____ Texto para análise

Os termos parecem complexos, mas a teoria é simples. Se um elefante e uma pena caíssem da mesma altura sem que houvesse interferência do ar, colidiriam ao mesmo tempo com o chão. Embora a teoria física seja levada em consideração com frequência para fins acadêmicos, o autor de Black Mirror se apoderou do termo cunhado no século 17 para intitular o primeiro episódio da terceira temporada da série. E, ao que parece, acertou com precisão na escolha.
Black Mirror não erra
A série – que volta e meia surge em nossas análises – tem espaço de sobra para discussões que se mostram atemporais. Curiosamente, após dez anos do seu lançamento, estamos mais próximos da realidade de cada episódio do que nunca. Uma geração marcada pela desigualdade social, colapso psicológico e outras causas que com a pandemia da Covid-19 potencializaram a sensação de “fim do mundo”.

________

• _Atividade_:
Dê continuidade ao texto sobre Black Mirror, começando logo após a última frase apresentada. Os registros provêm de uma fonte diferente da do texto.

____ Amostras de dados

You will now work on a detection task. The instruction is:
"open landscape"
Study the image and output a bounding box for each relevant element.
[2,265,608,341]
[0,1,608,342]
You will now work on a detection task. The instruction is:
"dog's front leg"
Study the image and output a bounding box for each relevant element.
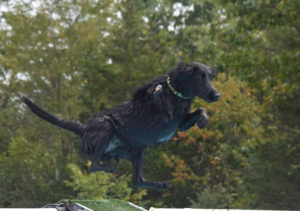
[179,108,209,132]
[131,147,170,190]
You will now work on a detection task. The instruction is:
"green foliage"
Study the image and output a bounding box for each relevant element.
[0,0,300,210]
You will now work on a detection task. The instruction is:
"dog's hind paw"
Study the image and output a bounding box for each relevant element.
[154,85,163,102]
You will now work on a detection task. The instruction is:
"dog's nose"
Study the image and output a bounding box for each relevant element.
[213,94,221,101]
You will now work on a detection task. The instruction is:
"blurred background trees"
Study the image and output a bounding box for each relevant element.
[0,0,300,210]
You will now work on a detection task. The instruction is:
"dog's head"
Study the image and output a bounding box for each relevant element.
[169,62,221,103]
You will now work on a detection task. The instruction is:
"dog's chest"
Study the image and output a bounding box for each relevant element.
[157,99,189,142]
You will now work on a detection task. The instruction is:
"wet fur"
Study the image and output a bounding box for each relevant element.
[23,62,219,190]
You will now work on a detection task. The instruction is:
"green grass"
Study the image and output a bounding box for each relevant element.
[58,199,143,211]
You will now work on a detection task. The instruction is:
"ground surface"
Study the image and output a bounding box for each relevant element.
[58,199,138,211]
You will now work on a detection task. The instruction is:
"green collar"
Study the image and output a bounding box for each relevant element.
[167,77,190,99]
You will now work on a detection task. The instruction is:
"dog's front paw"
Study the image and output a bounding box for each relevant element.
[196,108,209,129]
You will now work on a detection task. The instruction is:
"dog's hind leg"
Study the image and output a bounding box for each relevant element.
[87,118,117,173]
[131,147,170,190]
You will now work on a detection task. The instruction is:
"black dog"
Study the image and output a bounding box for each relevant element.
[23,62,220,190]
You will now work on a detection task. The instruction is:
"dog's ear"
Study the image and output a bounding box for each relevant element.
[177,66,194,81]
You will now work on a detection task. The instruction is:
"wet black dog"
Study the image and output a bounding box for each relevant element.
[23,62,220,190]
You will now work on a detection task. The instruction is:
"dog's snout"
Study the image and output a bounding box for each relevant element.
[213,93,221,101]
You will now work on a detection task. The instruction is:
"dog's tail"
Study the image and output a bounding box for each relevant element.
[22,96,85,137]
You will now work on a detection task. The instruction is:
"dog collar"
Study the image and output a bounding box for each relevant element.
[167,77,190,99]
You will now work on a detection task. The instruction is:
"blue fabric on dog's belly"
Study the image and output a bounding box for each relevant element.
[157,123,178,142]
[104,134,124,153]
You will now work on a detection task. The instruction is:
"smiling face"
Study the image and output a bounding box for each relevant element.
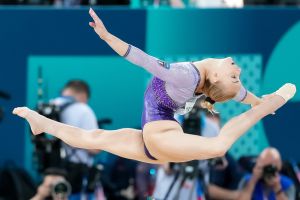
[204,57,241,102]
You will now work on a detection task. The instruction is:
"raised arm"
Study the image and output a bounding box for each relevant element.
[89,9,198,87]
[234,86,262,106]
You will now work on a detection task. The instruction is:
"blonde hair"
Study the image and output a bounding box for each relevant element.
[200,79,236,113]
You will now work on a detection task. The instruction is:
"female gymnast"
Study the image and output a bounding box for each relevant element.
[13,9,296,163]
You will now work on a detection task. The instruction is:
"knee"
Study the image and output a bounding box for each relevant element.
[143,132,160,148]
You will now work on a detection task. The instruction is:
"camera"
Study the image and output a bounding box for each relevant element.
[262,165,278,180]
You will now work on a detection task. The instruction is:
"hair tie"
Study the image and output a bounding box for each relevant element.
[205,97,216,104]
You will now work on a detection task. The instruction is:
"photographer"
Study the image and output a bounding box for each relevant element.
[238,148,295,200]
[38,80,99,199]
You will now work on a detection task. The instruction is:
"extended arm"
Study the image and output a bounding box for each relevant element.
[234,86,262,106]
[89,9,198,87]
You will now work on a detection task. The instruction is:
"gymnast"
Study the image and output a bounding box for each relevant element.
[13,9,296,164]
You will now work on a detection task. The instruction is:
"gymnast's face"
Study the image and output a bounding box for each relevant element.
[212,57,241,94]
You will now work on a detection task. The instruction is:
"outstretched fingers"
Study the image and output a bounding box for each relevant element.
[89,8,101,24]
[13,107,29,118]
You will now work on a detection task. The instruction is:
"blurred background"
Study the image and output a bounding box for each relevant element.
[0,0,300,200]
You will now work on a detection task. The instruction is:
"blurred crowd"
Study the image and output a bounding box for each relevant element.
[0,0,300,8]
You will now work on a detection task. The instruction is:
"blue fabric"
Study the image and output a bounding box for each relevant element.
[245,174,293,200]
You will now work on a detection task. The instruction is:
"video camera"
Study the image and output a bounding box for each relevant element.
[262,164,278,180]
[0,91,10,122]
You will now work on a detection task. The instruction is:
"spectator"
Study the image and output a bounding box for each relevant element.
[239,148,295,200]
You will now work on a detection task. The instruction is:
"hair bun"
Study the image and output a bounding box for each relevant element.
[200,97,218,113]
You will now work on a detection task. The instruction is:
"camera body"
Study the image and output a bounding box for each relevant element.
[262,164,278,180]
[51,180,71,200]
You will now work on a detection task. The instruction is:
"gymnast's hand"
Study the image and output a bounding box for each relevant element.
[89,8,109,40]
[13,107,45,135]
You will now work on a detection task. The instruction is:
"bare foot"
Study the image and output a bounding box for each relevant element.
[13,107,47,135]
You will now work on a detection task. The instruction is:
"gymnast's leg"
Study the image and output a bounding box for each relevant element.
[144,83,295,162]
[13,83,295,163]
[13,107,166,164]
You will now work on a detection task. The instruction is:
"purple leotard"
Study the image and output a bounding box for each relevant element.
[124,45,247,159]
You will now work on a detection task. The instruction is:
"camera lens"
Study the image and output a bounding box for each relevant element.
[52,181,71,197]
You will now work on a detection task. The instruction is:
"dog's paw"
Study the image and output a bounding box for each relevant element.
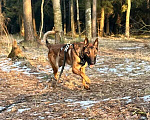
[84,85,90,90]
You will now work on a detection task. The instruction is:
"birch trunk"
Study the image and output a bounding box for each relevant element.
[71,0,75,38]
[100,7,105,37]
[125,0,131,38]
[23,0,34,41]
[92,0,97,38]
[76,0,81,37]
[85,0,92,40]
[40,0,44,39]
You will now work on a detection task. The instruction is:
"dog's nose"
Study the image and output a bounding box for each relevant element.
[91,61,95,65]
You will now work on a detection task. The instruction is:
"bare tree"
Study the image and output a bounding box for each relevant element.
[40,0,44,39]
[71,0,75,38]
[64,0,66,35]
[85,0,92,40]
[52,0,62,43]
[125,0,131,38]
[0,0,4,34]
[92,0,97,38]
[23,0,34,41]
[76,0,81,37]
[100,7,105,37]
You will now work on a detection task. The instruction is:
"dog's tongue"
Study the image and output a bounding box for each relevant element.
[90,65,94,68]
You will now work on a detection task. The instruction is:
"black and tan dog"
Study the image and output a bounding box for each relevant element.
[46,38,98,89]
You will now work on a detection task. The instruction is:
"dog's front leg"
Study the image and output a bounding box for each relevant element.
[80,62,91,84]
[72,63,90,89]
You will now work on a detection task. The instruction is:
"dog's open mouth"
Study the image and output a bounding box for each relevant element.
[89,65,94,68]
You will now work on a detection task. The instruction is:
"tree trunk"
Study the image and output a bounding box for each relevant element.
[33,15,38,37]
[92,0,97,38]
[85,0,92,40]
[71,0,75,38]
[20,16,24,37]
[147,0,150,25]
[40,0,44,39]
[100,7,105,37]
[0,0,4,35]
[76,0,81,37]
[23,0,34,42]
[106,14,109,35]
[52,0,62,43]
[64,0,66,35]
[125,0,131,38]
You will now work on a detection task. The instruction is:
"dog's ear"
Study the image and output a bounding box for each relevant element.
[84,37,89,45]
[93,38,98,48]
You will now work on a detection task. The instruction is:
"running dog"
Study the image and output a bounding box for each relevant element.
[46,38,98,89]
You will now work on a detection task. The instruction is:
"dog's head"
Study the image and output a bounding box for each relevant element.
[83,38,98,65]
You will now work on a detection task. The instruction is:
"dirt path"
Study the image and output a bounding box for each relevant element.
[0,39,150,120]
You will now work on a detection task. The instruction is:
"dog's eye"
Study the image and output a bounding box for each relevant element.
[86,51,90,54]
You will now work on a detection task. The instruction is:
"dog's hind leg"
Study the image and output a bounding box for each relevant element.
[49,54,58,80]
[80,62,91,84]
[72,64,90,89]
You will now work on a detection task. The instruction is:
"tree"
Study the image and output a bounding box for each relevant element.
[100,7,105,37]
[76,0,81,37]
[40,0,44,39]
[23,0,34,42]
[92,0,97,38]
[0,1,3,34]
[71,0,75,38]
[125,0,131,38]
[52,0,62,43]
[85,0,92,40]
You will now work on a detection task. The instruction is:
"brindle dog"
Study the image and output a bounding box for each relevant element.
[46,38,98,89]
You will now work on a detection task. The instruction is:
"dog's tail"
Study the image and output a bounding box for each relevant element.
[46,39,51,48]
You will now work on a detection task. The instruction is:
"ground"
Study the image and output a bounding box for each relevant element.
[0,38,150,120]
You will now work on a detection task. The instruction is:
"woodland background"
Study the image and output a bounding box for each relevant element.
[0,0,150,41]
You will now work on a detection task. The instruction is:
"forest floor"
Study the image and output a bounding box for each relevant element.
[0,38,150,120]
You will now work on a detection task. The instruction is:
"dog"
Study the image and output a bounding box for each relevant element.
[46,38,98,89]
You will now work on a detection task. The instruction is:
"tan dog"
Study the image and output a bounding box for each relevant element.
[46,38,98,89]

________

• _Resposta à atividade_:
Mas por que “Queda Livre” seria o melhor título para o episódio supracitado? No enredo, Lacie, a personagem principal, vive em uma sociedade em que os privilégios são definidos pelos likes. E tudo parece fazer sentido, especialmente pela cortesia em que as pessoas tratam umas às outras, se não fosse pela motivação inapropriada. Tal ponto me leva a crer que os fins não justificam os meios e, mais do que isso, faz-me questionar: como somos capazes de aprovar ou reprovar alguém de acordo com seu potencial nas redes sociais?
Lacie, embora não seja a mais popular, tem uma excelente pontuação, ou seja, recebe estrelas constantemente quando avaliada por amigos, colegas de trabalho e outras pessoas em suas redes sociais, e consegue muitos benefícios por meio disso, mas não todos. Por conta daqueles que não possui, sua busca desenfreada por um lugar ao sol faz com que ela se submeta a uma série de comportamentos contrários à sua vontade.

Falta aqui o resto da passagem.